- EXTRAIT DU DOCUMENT -
········
Légitimiste

On s’attend à toute heure du jour et de la nuit de voir surgir enfin la fumée blanche qui consacrera pour, ouhla, plus tellement longtemps, le nouveau gouvernement fédéral belge, dont la législature est déjà commencée depuis, oulà, un petit moment…

Légitimité, représentativité, compromis, démocratie…

Voilà ce que nous attendons de nos informateurs, formateurs, animateurs, voire amateurs.

C’est pas gagné.

Peut-être est-ce l’heure de nous interroger sur la légitimité d’un tel processus. Non pas tant sur la problématique de l’existence ou non d’un tel pays qui s’appellerait Belgique depuis pas loin de deux cents ans, mais plus sur le principe même de la dite démocratie représentative, celle qui se base sur des élections offrant à un demi-millier de gugusses le pouvoir de (surtout ne pas) décider du sort de dix millions d’autres gugusses qui suivent, tel un mauvais feuilleton ou un bon reality-show, le défilé des négociations -qui n’en sont sans doute guère- devant mener à la dernière réforme de l’Etat avant la suivante, et à la formation d’un gouvernement (parmi six dans le pays) dont les membres n’auront pas manqué pendant sept mois de s’étriper et se délecteront de partager la dépouille de la bête au cours de ce qui reste de leur temps de pré-campagne électorale.
········
- DONNÉES SOURCES -

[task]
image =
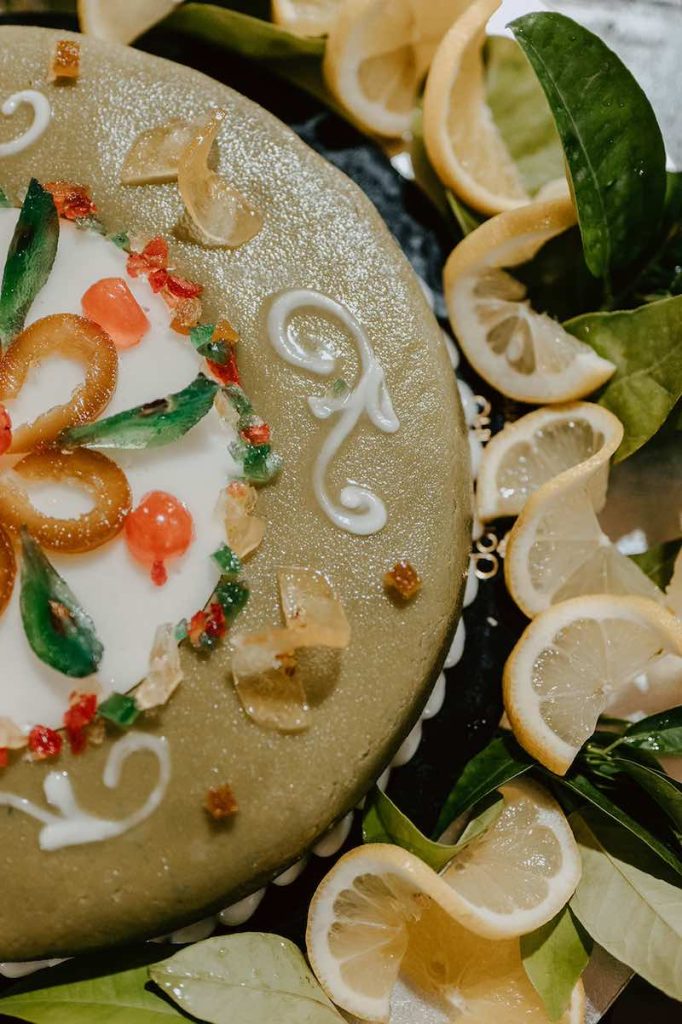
········
- TÂCHE À TRAITER -
Dites si chaque affirmation ci-dessous concorde avec l'extrait sur la formation du gouvernement fédéral belge. Répondez par oui ou par non et citez les mots décisifs de l'extrait.
1. La législature a déjà commencé.
2. Les élections donnent à dix millions de personnes le pouvoir de décider.
3. Le pays compte six gouvernements.
Veuillez vous fonder uniquement sur l'extrait, sans recourir aux données.

- TÂCHE ACCOMPLIE -
1. Oui : « dont la législature est déjà commencée depuis, oulà, un petit moment »
2. Non : « offrant à un demi-millier de gugusses le pouvoir de (surtout ne pas) décider du sort de dix millions d’autres gugusses »
3. Oui : « d’un gouvernement (parmi six dans le pays) »